__Extrait du document__.
AGE FACTORY (jp) - Nohara (2015)
Label : Space Shower Music
Sortie du Scud : 16 septembre 2015
Pays : Japon
Genre : Experimental Mathcore mélodique
Type : EP
Playtime : 5 Titres - 21 Mins
Par un beau matin de quasi automne, on ressent le besoin de se réchauffer à la lumière du soleil bien sur, mais aussi à celui d'une musique capable d'inonder le coeur de lumière. C'est ce que j'ai fait ce matin en me rapprochant d'un EP sorti un peu plus tôt ce mois-ci, qui de ses qualités intrinsèques et son originalité a illuminé mon dimanche.
Peu de choses à savoir sur AGE FACTORY. Rencontrés sur VK, je ne savais rien d'eux, et je ne sais toujours pas grand chose. C'est un trio, ils ont déjà sorti un EP deux ans plus tôt, mais sinon, peu d'informations, et peu de followers Facebook.

__Données tirées d'une collection__.
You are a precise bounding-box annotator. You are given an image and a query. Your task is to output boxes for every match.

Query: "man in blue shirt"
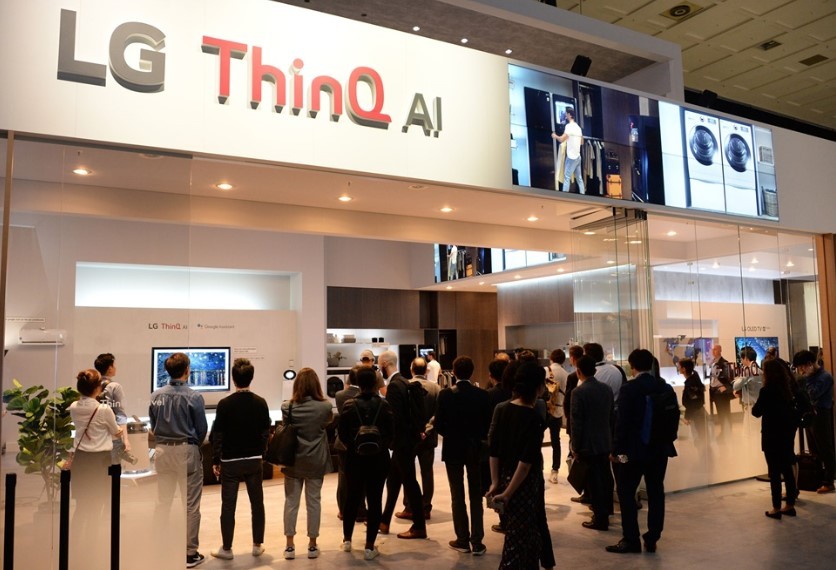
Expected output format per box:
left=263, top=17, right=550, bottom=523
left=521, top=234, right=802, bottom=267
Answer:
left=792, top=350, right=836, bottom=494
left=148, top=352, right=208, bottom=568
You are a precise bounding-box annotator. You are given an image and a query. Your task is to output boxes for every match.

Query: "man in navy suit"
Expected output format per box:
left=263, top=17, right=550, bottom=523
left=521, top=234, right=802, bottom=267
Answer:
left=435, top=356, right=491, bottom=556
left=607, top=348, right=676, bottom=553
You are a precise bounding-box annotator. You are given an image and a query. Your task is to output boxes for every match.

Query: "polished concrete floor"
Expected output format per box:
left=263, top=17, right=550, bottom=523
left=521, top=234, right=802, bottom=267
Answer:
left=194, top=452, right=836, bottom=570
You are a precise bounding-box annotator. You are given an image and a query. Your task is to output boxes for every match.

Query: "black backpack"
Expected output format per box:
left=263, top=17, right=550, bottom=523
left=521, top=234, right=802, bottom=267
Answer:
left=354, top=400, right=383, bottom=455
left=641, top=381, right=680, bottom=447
...
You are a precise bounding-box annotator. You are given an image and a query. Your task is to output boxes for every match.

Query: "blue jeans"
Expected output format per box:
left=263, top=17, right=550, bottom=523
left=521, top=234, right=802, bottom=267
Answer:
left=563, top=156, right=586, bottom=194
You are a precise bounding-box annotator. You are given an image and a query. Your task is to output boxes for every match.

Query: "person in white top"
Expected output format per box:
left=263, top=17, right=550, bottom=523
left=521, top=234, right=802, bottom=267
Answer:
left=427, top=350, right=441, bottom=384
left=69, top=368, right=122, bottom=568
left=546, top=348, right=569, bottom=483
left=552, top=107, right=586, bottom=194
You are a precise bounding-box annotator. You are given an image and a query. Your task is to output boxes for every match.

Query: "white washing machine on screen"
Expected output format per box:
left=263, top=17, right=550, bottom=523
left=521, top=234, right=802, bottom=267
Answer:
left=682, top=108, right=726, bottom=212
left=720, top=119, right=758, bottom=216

__Énoncé du problème__.
Imprimez en entier et sans la moindre modification la chronique consacrée à l'EP Nohara d'AGE FACTORY. Le listing forme un matériau à part, distinct du texte.

__Réponse attendue__.
AGE FACTORY (jp) - Nohara (2015)
Label : Space Shower Music
Sortie du Scud : 16 septembre 2015
Pays : Japon
Genre : Experimental Mathcore mélodique
Type : EP
Playtime : 5 Titres - 21 Mins
Par un beau matin de quasi automne, on ressent le besoin de se réchauffer à la lumière du soleil bien sur, mais aussi à celui d'une musique capable d'inonder le coeur de lumière. C'est ce que j'ai fait ce matin en me rapprochant d'un EP sorti un peu plus tôt ce mois-ci, qui de ses qualités intrinsèques et son originalité a illuminé mon dimanche.
Peu de choses à savoir sur AGE FACTORY. Rencontrés sur VK, je ne savais rien d'eux, et je ne sais toujours pas grand chose. C'est un trio, ils ont déjà sorti un EP deux ans plus tôt, mais sinon, peu d'informations, et peu de followers Facebook.